> **PROBLEM TO SOLVE**: Working from the line that contains "Task: indicate one point on every instance of the tan" down to the last line below, repeat each line exactly.
────────────────────
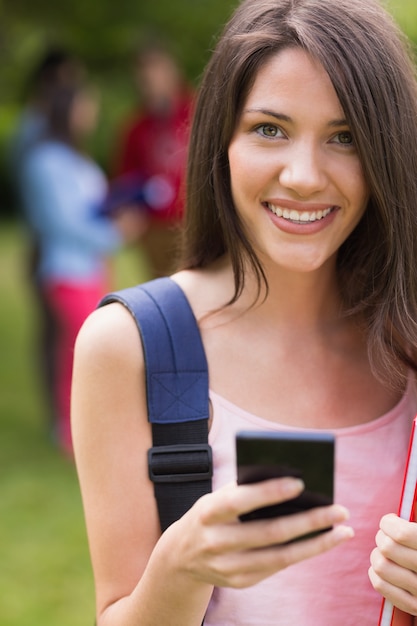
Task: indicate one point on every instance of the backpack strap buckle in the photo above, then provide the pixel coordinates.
(180, 463)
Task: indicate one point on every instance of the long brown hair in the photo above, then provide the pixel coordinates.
(370, 65)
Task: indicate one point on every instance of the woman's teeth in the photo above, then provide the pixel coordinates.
(299, 216)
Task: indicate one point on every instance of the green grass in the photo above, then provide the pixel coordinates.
(45, 574)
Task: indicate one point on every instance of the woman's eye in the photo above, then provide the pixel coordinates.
(344, 138)
(268, 130)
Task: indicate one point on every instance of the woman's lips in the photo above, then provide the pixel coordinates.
(299, 216)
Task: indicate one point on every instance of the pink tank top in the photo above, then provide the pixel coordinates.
(333, 588)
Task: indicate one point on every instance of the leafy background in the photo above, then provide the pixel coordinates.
(45, 575)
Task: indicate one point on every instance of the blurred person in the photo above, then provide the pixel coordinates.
(62, 189)
(57, 66)
(152, 150)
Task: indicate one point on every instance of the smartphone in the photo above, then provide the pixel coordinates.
(309, 456)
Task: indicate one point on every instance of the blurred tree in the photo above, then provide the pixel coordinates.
(103, 33)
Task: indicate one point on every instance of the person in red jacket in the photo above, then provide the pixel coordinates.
(152, 151)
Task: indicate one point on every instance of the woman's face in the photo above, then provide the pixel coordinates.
(296, 178)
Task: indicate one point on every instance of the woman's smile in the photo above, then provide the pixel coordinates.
(297, 181)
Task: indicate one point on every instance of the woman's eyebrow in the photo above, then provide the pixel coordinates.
(278, 116)
(337, 123)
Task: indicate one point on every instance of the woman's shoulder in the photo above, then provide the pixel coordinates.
(110, 335)
(47, 156)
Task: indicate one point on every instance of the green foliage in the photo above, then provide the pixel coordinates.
(45, 574)
(104, 33)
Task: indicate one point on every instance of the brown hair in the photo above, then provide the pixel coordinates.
(371, 68)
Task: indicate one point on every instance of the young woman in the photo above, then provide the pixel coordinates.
(299, 266)
(62, 189)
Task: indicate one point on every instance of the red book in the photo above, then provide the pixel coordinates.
(391, 616)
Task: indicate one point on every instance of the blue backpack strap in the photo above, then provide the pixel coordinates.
(180, 462)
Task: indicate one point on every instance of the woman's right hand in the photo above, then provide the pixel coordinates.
(213, 546)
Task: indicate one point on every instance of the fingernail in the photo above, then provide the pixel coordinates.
(292, 485)
(339, 513)
(343, 532)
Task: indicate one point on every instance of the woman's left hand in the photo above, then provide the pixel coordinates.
(393, 571)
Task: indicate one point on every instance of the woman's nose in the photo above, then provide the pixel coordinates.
(303, 170)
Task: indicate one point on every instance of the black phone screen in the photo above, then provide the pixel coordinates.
(310, 456)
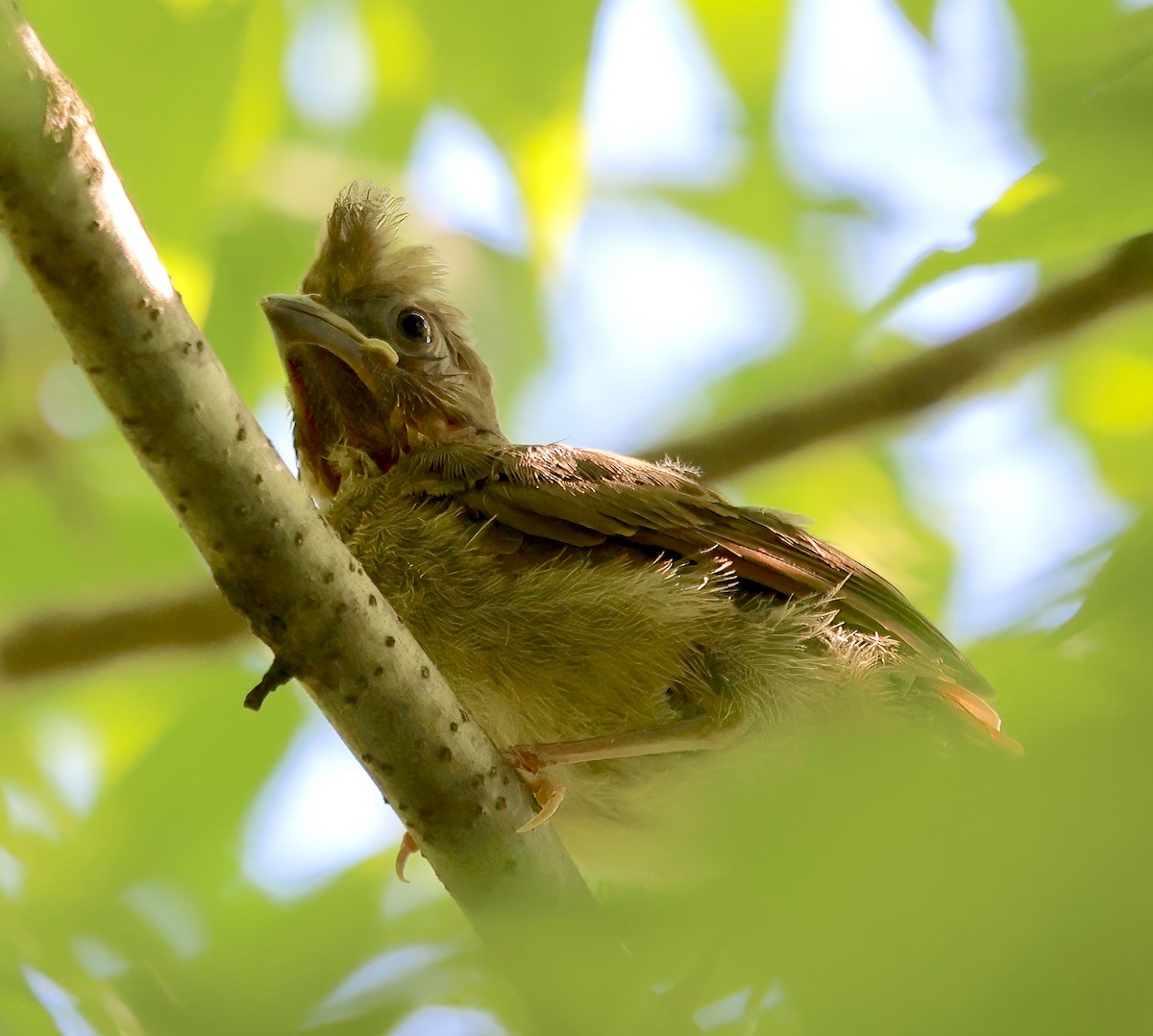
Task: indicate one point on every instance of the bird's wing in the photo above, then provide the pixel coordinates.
(586, 497)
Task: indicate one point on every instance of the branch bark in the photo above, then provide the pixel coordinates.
(920, 382)
(897, 390)
(270, 552)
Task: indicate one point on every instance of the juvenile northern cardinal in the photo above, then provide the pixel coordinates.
(592, 610)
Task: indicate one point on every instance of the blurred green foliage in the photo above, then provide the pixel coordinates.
(871, 887)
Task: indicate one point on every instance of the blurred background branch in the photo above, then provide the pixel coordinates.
(50, 640)
(663, 217)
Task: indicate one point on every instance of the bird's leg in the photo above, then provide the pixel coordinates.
(408, 847)
(699, 734)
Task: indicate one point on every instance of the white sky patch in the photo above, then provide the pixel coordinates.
(272, 414)
(172, 911)
(656, 108)
(651, 304)
(1020, 501)
(964, 301)
(375, 982)
(316, 816)
(329, 70)
(461, 179)
(69, 754)
(68, 404)
(449, 1021)
(59, 1002)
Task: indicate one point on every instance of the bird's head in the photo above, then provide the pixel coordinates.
(378, 360)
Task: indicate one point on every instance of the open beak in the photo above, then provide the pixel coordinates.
(299, 321)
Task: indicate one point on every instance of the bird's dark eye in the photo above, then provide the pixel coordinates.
(414, 326)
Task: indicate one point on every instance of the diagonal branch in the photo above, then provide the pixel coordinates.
(269, 551)
(922, 381)
(897, 390)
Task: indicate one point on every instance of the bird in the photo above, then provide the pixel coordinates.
(609, 622)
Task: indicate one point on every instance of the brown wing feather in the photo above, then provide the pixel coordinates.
(583, 497)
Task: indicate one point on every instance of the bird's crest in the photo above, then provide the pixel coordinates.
(358, 252)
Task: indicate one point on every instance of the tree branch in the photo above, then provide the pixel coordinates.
(46, 643)
(270, 552)
(923, 380)
(894, 391)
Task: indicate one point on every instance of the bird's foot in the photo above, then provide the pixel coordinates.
(408, 847)
(548, 794)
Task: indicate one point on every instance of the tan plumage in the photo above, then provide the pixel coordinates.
(572, 594)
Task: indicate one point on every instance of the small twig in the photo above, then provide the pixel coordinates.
(923, 380)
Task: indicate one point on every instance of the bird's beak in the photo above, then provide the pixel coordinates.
(299, 321)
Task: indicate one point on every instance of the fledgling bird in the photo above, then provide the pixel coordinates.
(605, 620)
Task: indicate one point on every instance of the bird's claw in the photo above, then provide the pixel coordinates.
(408, 847)
(548, 794)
────────────────────
> **COMPLETE ANSWER**:
Task: indicate one point on every instance of the tan plumage in the photo above, then provide the pixel coordinates.
(572, 594)
Task: indicate one point on every instance of the small twig in the photo above, then provide the pixel coordinates.
(923, 380)
Task: indicate one point on every instance of the bird's beak in the photo above, then provide the pixel coordinates.
(299, 321)
Task: indicate one point on every instance of the fledgling bird in the photo above, then provide the pixel coordinates.
(605, 620)
Task: indicate one point on every instance of the bird's claw in the photo above, then provide the pixel coordinates.
(408, 847)
(548, 794)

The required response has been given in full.